◆ Problem description
Quote all of the entries below word for word, leaving the pictures out of your answer.

[Items stored from a collection]
· · · ·
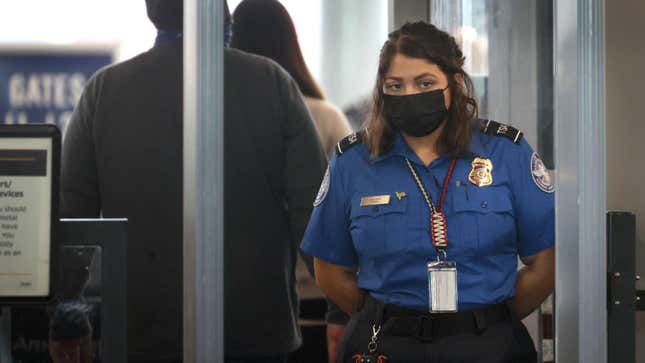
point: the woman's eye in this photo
(393, 87)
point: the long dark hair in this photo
(264, 27)
(425, 41)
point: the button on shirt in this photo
(487, 226)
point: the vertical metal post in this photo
(581, 283)
(203, 181)
(5, 334)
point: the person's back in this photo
(273, 167)
(122, 158)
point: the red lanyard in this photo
(437, 217)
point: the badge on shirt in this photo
(324, 188)
(482, 172)
(541, 176)
(375, 200)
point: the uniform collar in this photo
(402, 149)
(476, 143)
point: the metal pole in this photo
(581, 287)
(203, 181)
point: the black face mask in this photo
(416, 115)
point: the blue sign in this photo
(43, 85)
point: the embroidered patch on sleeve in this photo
(541, 176)
(324, 188)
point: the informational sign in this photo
(27, 174)
(43, 84)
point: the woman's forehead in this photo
(405, 67)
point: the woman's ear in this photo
(459, 79)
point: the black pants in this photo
(505, 341)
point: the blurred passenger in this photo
(122, 157)
(264, 27)
(358, 111)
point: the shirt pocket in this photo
(485, 220)
(378, 230)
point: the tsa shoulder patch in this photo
(324, 188)
(541, 176)
(349, 141)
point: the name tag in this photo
(375, 200)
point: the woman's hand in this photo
(535, 282)
(339, 284)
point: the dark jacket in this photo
(122, 157)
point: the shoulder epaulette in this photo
(348, 141)
(491, 127)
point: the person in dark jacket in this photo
(122, 157)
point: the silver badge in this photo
(541, 176)
(324, 188)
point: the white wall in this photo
(625, 77)
(123, 23)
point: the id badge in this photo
(442, 286)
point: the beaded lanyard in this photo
(438, 228)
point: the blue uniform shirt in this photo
(487, 226)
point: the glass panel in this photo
(624, 143)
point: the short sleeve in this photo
(534, 200)
(327, 236)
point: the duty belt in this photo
(399, 321)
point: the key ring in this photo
(372, 346)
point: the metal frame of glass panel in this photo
(581, 263)
(203, 304)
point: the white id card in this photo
(442, 286)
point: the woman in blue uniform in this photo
(421, 217)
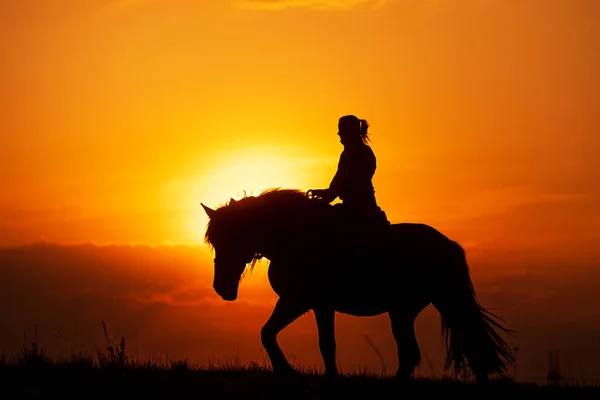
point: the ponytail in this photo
(364, 131)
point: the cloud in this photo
(161, 300)
(310, 4)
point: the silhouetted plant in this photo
(82, 358)
(30, 355)
(114, 355)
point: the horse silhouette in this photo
(315, 265)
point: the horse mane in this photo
(243, 212)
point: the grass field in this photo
(30, 373)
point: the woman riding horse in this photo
(358, 213)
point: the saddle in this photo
(357, 232)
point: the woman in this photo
(352, 182)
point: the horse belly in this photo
(362, 310)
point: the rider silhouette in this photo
(352, 182)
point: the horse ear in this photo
(209, 211)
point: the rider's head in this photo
(353, 130)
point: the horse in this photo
(315, 266)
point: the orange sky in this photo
(119, 116)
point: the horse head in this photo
(232, 253)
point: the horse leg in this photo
(326, 328)
(284, 313)
(409, 354)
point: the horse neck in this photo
(277, 226)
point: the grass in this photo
(109, 372)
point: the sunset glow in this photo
(119, 117)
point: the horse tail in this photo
(468, 329)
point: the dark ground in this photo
(68, 381)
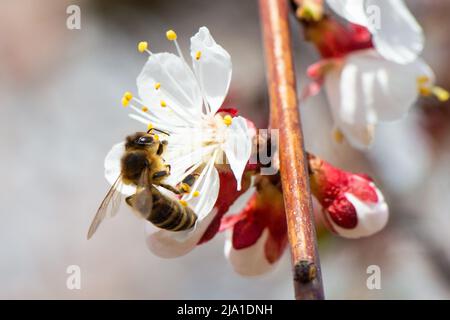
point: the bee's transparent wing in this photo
(108, 208)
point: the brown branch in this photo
(293, 164)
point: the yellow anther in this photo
(142, 46)
(440, 93)
(424, 91)
(128, 95)
(125, 101)
(227, 120)
(185, 187)
(338, 136)
(171, 35)
(423, 80)
(183, 203)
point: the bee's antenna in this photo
(161, 131)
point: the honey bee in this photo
(142, 165)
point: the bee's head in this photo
(140, 140)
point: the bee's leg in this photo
(162, 147)
(170, 188)
(187, 183)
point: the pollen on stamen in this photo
(142, 46)
(440, 93)
(227, 120)
(185, 187)
(183, 203)
(126, 98)
(171, 35)
(125, 102)
(424, 91)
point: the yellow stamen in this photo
(125, 102)
(440, 93)
(424, 91)
(171, 35)
(227, 120)
(142, 46)
(183, 203)
(185, 187)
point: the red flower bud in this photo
(353, 206)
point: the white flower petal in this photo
(213, 68)
(396, 34)
(167, 244)
(368, 89)
(350, 118)
(113, 168)
(352, 10)
(238, 147)
(249, 261)
(372, 217)
(178, 89)
(399, 37)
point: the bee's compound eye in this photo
(145, 140)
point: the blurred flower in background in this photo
(59, 88)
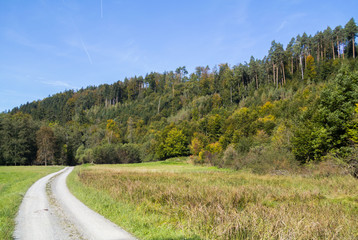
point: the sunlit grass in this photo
(14, 182)
(176, 200)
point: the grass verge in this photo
(176, 200)
(14, 182)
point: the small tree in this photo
(45, 140)
(351, 30)
(174, 144)
(311, 67)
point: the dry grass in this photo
(204, 203)
(14, 182)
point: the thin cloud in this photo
(283, 24)
(58, 84)
(86, 51)
(101, 9)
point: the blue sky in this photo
(52, 46)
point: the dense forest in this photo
(297, 105)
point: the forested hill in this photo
(297, 104)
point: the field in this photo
(176, 200)
(14, 182)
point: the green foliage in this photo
(14, 182)
(298, 100)
(173, 143)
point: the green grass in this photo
(176, 200)
(14, 182)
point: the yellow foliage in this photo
(281, 136)
(214, 147)
(266, 107)
(267, 118)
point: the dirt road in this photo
(50, 211)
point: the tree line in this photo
(218, 115)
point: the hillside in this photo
(296, 105)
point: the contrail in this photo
(85, 49)
(101, 9)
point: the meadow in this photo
(14, 182)
(177, 200)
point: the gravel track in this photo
(49, 211)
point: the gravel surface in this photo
(49, 211)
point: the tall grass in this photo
(181, 201)
(14, 182)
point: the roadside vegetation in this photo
(177, 200)
(14, 182)
(295, 106)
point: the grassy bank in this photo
(173, 200)
(14, 182)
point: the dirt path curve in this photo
(49, 211)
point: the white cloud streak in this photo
(101, 8)
(58, 84)
(86, 51)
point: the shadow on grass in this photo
(179, 238)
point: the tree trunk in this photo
· · · ·
◆ Worked answer
point: the woman's eye in this photo
(393, 87)
point: the long dark hair in this photo
(264, 27)
(425, 41)
point: the button on shirt in this photo
(487, 226)
point: the vertical metal post in this photo
(581, 283)
(203, 181)
(5, 334)
point: the person's back in this photo
(273, 167)
(122, 158)
point: the red lanyard in this photo
(437, 217)
point: the badge on shirt in this photo
(324, 188)
(482, 172)
(541, 176)
(375, 200)
point: the uniform collar in this photo
(402, 149)
(476, 143)
point: the metal pole in this photo
(581, 287)
(203, 181)
point: the black face mask in this photo
(416, 115)
point: the blue sign in this photo
(43, 85)
point: the embroidered patch on sleeve in this photo
(541, 176)
(324, 188)
point: the informational sign in this photo
(27, 174)
(43, 84)
point: the woman's forehead in this photo
(405, 67)
point: the woman's ear in this photo
(459, 79)
point: the black pants in this photo
(505, 341)
point: the blurred passenger in this photo
(122, 157)
(264, 27)
(358, 111)
point: the shirt pocket in this photo
(485, 220)
(378, 230)
point: the tsa shoulder patch in this photo
(324, 188)
(541, 176)
(349, 141)
point: the name tag in this photo
(375, 200)
point: the woman's hand in this photo
(535, 282)
(339, 284)
point: the dark jacket in this photo
(122, 157)
point: the shoulder epaulette in this photo
(348, 141)
(491, 127)
point: the person in dark jacket in this photo
(122, 157)
point: the silver badge in this photo
(541, 176)
(324, 188)
point: the white wall in this photo
(625, 77)
(123, 23)
point: the id badge in this photo
(442, 286)
point: the beaded lanyard in this photo
(438, 228)
point: the blue uniform shirt in this photo
(487, 226)
point: the glass panel in this photo
(624, 143)
point: the short sleeve in this photo
(534, 200)
(327, 236)
point: the duty belt in this photo
(399, 321)
point: the key ring in this photo
(372, 346)
point: the metal frame of glass panel in this photo
(581, 263)
(203, 304)
point: the white id card in this photo
(442, 286)
point: the woman in blue uniform in this photo
(421, 217)
point: the ponytail in this photo
(364, 131)
point: the cloud in this photo
(161, 300)
(310, 4)
point: the silhouetted plant in this photo
(82, 358)
(30, 355)
(114, 355)
point: the horse silhouette in this photo
(315, 265)
point: the horse mane in this photo
(243, 212)
point: the grass field in this photo
(30, 373)
point: the woman riding horse in this photo
(358, 213)
point: the saddle in this photo
(357, 232)
point: the woman in this photo
(352, 182)
point: the horse belly in this photo
(362, 310)
point: the rider silhouette in this photo
(352, 182)
point: the horse ear in this photo
(209, 211)
point: the rider's head in this photo
(353, 130)
point: the horse in this photo
(315, 266)
point: the orange sky in this photo
(119, 116)
point: the horse head in this photo
(232, 253)
point: the horse leg in this photo
(326, 328)
(284, 313)
(409, 354)
point: the horse neck in this photo
(277, 226)
point: the grass in this photo
(109, 372)
point: the sunset glow in this photo
(119, 117)
point: the horse tail in this photo
(468, 329)
point: the dark ground in this photo
(68, 381)
point: the bee's transparent wing in this photo
(108, 208)
point: the brown branch in this photo
(293, 164)
point: the yellow anther in this photo
(142, 46)
(440, 93)
(424, 91)
(128, 95)
(125, 101)
(227, 120)
(185, 187)
(338, 136)
(171, 35)
(423, 80)
(183, 203)
point: the bee's antenna in this photo
(161, 131)
point: the honey bee in this photo
(142, 165)
point: the bee's head in this photo
(140, 140)
point: the bee's leg in this photo
(162, 147)
(170, 188)
(187, 183)
point: the pollen on stamen in this photo
(142, 46)
(440, 93)
(227, 120)
(185, 187)
(183, 203)
(126, 98)
(171, 35)
(125, 102)
(424, 91)
point: the yellow stamen in this photo
(125, 102)
(440, 93)
(424, 91)
(171, 35)
(227, 120)
(142, 46)
(183, 203)
(185, 187)
point: the red flower bud in this photo
(353, 206)
point: the white flower petal in this photo
(213, 68)
(396, 34)
(167, 244)
(368, 89)
(350, 118)
(113, 168)
(352, 10)
(238, 147)
(249, 261)
(372, 217)
(178, 89)
(399, 37)
point: the bee's compound eye in this photo
(145, 140)
point: the blurred flower in background in this photo
(59, 88)
point: the sunlit grass in this photo
(14, 182)
(176, 200)
point: the grass verge in this photo
(176, 200)
(14, 182)
point: the small tree in this photo
(45, 140)
(351, 30)
(174, 144)
(311, 67)
point: the dry grass in this photo
(204, 203)
(14, 182)
point: the thin cloud in this photo
(283, 24)
(58, 84)
(86, 51)
(101, 9)
point: the blue sky in this photo
(52, 46)
point: the dense forest in this photo
(297, 105)
point: the forested hill in this photo
(297, 104)
point: the field in this photo
(176, 200)
(14, 182)
point: the green foliage in this photo
(14, 182)
(298, 100)
(173, 143)
point: the green grass in this photo
(176, 200)
(14, 182)
point: the yellow foliage in this photo
(281, 136)
(214, 147)
(266, 107)
(267, 118)
point: the dirt road in this photo
(50, 211)
point: the tree line in this photo
(218, 115)
point: the hillside in this photo
(296, 105)
point: the contrail in this photo
(85, 49)
(101, 9)
point: the meadow in this photo
(14, 182)
(177, 200)
point: the gravel track in this photo
(49, 211)
point: the gravel surface in this photo
(49, 211)
point: the tall grass in this photo
(181, 201)
(14, 182)
point: the roadside vegetation in this photo
(177, 200)
(14, 182)
(295, 106)
point: the grassy bank in this photo
(173, 200)
(14, 182)
point: the dirt path curve in this photo
(49, 211)
point: the white cloud streak in this photo
(101, 8)
(58, 84)
(86, 51)
point: the shadow on grass in this photo
(179, 238)
point: the tree trunk in this photo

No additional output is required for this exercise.